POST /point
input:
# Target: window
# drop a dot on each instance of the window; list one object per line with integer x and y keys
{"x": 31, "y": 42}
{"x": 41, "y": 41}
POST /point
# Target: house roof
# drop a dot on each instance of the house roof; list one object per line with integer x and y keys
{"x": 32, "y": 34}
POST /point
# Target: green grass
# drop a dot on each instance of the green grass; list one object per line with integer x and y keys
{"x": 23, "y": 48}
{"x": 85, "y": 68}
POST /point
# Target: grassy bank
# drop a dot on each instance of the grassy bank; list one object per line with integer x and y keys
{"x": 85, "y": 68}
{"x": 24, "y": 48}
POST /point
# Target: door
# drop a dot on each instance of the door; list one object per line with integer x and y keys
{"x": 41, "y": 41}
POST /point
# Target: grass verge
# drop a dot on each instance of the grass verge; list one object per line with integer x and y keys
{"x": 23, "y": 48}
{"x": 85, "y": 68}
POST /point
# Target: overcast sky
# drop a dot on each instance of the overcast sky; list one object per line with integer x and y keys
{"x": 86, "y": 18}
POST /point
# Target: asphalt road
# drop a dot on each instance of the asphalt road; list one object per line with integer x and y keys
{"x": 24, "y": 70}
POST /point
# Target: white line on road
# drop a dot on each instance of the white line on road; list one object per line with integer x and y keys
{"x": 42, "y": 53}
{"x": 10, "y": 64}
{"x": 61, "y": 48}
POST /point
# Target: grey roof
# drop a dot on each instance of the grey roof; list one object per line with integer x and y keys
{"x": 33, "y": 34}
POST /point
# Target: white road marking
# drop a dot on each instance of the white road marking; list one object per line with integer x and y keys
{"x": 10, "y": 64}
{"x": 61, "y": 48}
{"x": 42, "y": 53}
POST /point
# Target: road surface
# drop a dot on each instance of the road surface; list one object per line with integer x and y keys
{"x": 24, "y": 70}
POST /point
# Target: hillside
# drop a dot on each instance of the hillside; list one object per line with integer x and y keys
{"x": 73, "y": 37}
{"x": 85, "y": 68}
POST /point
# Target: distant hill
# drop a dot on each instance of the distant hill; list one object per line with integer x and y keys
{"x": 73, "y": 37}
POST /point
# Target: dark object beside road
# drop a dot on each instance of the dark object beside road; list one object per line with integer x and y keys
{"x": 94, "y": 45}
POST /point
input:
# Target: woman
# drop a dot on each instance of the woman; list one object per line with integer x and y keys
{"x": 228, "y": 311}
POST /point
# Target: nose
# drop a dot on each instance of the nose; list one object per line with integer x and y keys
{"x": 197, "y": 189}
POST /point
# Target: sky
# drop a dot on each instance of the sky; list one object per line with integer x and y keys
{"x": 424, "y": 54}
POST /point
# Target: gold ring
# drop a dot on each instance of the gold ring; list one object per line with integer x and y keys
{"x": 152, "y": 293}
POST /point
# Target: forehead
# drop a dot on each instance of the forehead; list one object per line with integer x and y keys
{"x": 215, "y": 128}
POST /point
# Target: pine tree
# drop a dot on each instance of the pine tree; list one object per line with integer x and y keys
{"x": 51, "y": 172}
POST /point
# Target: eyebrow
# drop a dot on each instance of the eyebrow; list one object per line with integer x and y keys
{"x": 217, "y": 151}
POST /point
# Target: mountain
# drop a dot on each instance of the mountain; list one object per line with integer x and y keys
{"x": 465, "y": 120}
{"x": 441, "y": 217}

☆ ☆ ☆ ☆

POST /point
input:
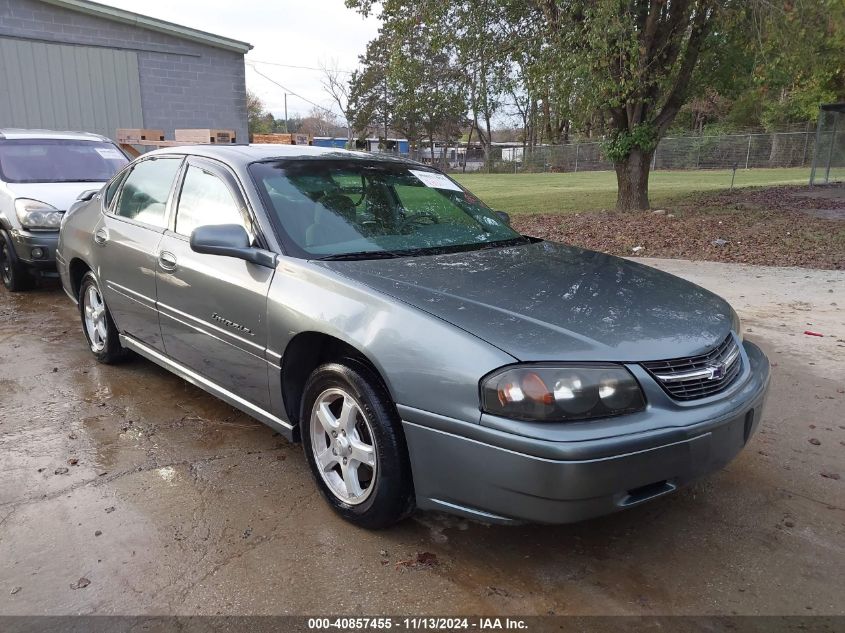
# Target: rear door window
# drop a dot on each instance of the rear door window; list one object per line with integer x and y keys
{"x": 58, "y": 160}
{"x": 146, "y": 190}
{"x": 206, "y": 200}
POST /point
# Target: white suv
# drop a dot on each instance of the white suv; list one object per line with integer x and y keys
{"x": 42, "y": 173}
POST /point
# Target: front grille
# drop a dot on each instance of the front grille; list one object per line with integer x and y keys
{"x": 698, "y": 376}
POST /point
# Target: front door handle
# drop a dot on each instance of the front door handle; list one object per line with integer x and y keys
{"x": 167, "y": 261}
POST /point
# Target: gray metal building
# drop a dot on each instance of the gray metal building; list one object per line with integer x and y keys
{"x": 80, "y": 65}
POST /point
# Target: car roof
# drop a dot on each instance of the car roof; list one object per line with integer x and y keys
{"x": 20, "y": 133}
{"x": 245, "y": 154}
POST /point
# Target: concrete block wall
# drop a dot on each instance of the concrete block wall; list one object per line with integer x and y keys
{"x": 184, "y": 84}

☆ ☆ ☆ ☆

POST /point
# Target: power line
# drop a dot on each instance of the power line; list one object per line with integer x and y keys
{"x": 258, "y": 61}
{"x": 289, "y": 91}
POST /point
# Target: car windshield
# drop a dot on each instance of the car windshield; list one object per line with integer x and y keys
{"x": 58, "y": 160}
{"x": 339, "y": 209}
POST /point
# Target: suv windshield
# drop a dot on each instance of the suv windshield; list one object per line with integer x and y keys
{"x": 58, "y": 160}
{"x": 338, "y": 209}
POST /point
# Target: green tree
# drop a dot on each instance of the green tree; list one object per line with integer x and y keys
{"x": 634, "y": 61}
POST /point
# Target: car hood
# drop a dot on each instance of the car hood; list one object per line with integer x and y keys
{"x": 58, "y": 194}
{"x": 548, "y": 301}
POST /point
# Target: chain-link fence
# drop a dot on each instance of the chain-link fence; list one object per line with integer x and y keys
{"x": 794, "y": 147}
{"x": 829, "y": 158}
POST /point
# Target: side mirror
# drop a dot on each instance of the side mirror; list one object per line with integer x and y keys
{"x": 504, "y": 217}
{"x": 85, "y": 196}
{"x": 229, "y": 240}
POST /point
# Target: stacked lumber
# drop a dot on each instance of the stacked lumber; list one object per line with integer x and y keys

☆ ☆ ☆ ☆

_Given instruction_.
Return each line of the items above that contains the string "gray".

_Worked solution_.
# Target: gray metal building
# drop a dot on each instance of the gray metal building; list one object per line with integer x and y keys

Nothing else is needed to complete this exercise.